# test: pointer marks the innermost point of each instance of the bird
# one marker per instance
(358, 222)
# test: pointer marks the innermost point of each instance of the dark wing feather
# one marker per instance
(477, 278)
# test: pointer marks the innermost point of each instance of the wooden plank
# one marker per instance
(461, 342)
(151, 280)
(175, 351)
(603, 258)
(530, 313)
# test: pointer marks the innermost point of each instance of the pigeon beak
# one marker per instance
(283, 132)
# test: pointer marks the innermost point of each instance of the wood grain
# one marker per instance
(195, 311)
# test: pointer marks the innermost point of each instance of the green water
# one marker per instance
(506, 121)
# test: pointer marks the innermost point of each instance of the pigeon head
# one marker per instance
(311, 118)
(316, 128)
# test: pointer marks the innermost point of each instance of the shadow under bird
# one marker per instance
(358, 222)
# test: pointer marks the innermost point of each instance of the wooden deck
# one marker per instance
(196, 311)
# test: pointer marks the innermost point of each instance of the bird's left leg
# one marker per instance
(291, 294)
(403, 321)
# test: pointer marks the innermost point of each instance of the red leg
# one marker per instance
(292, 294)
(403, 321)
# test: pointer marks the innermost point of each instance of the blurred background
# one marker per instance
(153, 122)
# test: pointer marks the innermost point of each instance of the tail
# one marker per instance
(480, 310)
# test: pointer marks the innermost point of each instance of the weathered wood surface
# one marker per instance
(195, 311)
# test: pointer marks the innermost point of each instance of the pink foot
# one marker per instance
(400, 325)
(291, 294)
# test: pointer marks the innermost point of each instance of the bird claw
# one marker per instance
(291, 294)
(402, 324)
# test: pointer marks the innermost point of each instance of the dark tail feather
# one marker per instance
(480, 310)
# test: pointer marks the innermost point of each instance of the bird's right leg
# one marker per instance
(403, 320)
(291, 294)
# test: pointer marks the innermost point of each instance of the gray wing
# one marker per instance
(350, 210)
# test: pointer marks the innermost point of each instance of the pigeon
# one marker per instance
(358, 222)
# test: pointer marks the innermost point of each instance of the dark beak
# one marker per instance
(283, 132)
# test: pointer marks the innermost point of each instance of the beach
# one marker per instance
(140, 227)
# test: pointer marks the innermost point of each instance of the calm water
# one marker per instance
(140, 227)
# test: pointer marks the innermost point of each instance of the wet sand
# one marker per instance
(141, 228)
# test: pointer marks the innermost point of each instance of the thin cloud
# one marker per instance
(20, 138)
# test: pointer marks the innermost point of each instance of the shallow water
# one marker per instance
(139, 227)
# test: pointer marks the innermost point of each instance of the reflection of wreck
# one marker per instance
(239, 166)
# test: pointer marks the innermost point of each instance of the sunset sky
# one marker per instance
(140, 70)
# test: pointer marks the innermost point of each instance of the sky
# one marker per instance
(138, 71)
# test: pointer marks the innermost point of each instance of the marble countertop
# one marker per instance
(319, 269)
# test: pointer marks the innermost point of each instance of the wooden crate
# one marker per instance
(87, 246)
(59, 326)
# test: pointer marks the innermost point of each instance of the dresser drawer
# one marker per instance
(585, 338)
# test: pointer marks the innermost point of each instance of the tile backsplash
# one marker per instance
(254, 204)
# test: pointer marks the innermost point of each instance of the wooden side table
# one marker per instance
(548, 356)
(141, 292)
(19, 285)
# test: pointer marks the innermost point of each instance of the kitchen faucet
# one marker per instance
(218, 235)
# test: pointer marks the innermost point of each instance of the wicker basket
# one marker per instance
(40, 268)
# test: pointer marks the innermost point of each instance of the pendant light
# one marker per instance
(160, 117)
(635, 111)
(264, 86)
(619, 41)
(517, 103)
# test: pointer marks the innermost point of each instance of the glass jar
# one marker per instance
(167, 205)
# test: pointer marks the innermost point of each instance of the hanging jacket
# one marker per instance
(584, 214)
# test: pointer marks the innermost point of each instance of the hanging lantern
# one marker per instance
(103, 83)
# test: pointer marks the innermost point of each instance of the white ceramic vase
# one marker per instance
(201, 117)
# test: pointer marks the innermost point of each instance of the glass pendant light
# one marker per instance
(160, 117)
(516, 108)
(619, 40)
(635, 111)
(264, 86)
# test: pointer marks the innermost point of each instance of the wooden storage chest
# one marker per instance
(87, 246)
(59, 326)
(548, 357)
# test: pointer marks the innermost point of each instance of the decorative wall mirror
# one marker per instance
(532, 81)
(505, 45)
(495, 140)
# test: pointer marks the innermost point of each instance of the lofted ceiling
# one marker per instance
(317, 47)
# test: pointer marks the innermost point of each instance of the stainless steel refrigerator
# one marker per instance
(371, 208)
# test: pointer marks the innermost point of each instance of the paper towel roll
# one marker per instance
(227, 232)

★ ★ ★ ★ ★

**What the exercise asks**
Print, without alteration, only the lines above between the one holding "glass pendant light" and the one holding "the lofted ceiling", inclusive.

**Response to the task**
# test: pointer marks the innermost point of each instance of the glass pendant light
# one marker per instance
(160, 117)
(516, 108)
(619, 40)
(635, 111)
(264, 86)
# test: pointer marks the innermost point of each instance of the wooden storage chest
# one marker per instance
(87, 246)
(59, 326)
(548, 357)
# test: pointer marks the innermost point of each instance of the decorative wall mirror
# one marker per instance
(532, 81)
(505, 45)
(495, 140)
# test: pointer marks the innermost point of each instance of the lofted ceiling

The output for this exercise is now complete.